_Required tasks_:
- 1) Say whether each statement agrees with the text on textured element 100 below, answering yes or no and quoting the deciding words of the text. (a) For many articles of apparel, the filaments may stretch at least one-hundred percent before tensile failure. (b) Meltblown non-woven textiles are formed from filaments thicker than 10 microns. (c) Textured element 100 cannot combine spunbonded and meltblown material.
- 2) Please write out the part of the text on textured element 100 starting at "Textured element 100 may be formed as" and ending at "combinations of spunbonded and meltblown.".

_Text for analysis_:
╔══

The thermoplastic polymer material or other materials utilized for textured element 100 (i.e., filaments 103) may be selected to have various stretch properties, and the materials may be considered elastomeric. Depending upon the specific product that textured element 100 will be incorporated into, textured element 100 or filaments 103 may stretch between ten percent to more than eight-hundred percent prior to tensile failure. For many articles of apparel, in which stretch is an advantageous property, textured element 100 or filaments 103 may stretch at least one-hundred percent prior to tensile failure. As a related matter, thermoplastic polymer material or other materials utilized for textured element 100 (i.e., filaments 103) may be selected to have various recovery properties. That is, textured element 100 may be formed to return to an original shape after being stretched, or textured element 100 may be formed to remain in an elongated or stretched shape after being stretched. Many products that incorporate textured element 100, such as articles of apparel, may benefit from properties that allow textured element 100 to return or otherwise recover to an original shape after being stretched by one-hundred percent or more.

Textured element 100 may be formed as a spunbonded or meltblown material. Whereas spunbonded non-woven textiles are formed from filaments having a cross-sectional thickness of 10 to 100 microns, meltblown non-woven textiles are formed from filaments having a cross-sectional thickness of less than 10 microns. In many configurations, therefore, an individual filament 103 will have a thickness between 1 micron and 100 microns. Textured element 100 may be either spunbonded, meltblown, or a combination of spunbonded and meltblown. Moreover, textured element 100 may be formed to have spunbonded and meltblown layers, or may also be formed such that filaments 103 are combinations of spunbonded and meltblown.

╚══

_Data extract_:
╔══

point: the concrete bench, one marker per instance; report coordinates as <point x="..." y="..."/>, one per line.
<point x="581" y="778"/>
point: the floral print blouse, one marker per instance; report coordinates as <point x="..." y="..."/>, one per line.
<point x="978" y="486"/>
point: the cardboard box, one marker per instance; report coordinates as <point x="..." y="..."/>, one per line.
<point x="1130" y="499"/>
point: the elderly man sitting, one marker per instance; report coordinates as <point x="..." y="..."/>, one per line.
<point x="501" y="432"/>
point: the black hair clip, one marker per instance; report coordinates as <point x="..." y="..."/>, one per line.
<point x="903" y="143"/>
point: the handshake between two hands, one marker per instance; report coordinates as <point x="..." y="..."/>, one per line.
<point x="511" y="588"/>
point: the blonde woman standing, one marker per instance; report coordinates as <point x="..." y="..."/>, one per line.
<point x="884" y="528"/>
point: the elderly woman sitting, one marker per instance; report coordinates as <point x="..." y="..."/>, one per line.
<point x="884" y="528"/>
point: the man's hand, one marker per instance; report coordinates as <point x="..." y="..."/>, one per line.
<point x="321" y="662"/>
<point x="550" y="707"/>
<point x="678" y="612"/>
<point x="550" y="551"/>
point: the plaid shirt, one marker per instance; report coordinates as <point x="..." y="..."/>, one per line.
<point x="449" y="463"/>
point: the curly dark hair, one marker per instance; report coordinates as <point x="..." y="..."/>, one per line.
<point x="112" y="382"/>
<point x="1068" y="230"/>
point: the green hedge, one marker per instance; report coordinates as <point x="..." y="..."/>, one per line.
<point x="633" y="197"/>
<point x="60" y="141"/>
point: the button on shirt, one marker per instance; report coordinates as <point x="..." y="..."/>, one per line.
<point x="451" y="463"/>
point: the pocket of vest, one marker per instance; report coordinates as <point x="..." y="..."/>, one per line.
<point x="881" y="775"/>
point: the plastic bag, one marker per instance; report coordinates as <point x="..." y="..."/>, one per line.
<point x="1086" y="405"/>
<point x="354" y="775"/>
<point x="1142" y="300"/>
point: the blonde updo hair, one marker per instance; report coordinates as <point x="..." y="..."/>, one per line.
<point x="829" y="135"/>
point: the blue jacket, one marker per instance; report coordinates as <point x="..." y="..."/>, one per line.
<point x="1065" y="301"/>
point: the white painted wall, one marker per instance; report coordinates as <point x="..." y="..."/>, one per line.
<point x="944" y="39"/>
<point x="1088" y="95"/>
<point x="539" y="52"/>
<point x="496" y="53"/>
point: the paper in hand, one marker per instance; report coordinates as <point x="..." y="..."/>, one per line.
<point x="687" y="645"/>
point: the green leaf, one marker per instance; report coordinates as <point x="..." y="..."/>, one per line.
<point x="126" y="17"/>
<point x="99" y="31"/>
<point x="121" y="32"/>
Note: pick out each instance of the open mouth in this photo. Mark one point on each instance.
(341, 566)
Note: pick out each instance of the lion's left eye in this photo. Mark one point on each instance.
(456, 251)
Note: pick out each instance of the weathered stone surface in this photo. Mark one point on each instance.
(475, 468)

╚══

_Your written answers_:
- 1)
(a) Yes: "For many articles of apparel, in which stretch is an advantageous property, textured element 100 or filaments 103 may stretch at least one-hundred percent prior to tensile failure."
(b) No: "meltblown non-woven textiles are formed from filaments having a cross-sectional thickness of less than 10 microns"
(c) No: "Textured element 100 may be either spunbonded, meltblown, or a combination of spunbonded and meltblown."

- 2)
Textured element 100 may be formed as a spunbonded or meltblown material. Whereas spunbonded non-woven textiles are formed from filaments having a cross-sectional thickness of 10 to 100 microns, meltblown non-woven textiles are formed from filaments having a cross-sectional thickness of less than 10 microns. In many configurations, therefore, an individual filament 103 will have a thickness between 1 micron and 100 microns. Textured element 100 may be either spunbonded, meltblown, or a combination of spunbonded and meltblown. Moreover, textured element 100 may be formed to have spunbonded and meltblown layers, or may also be formed such that filaments 103 are combinations of spunbonded and meltblown.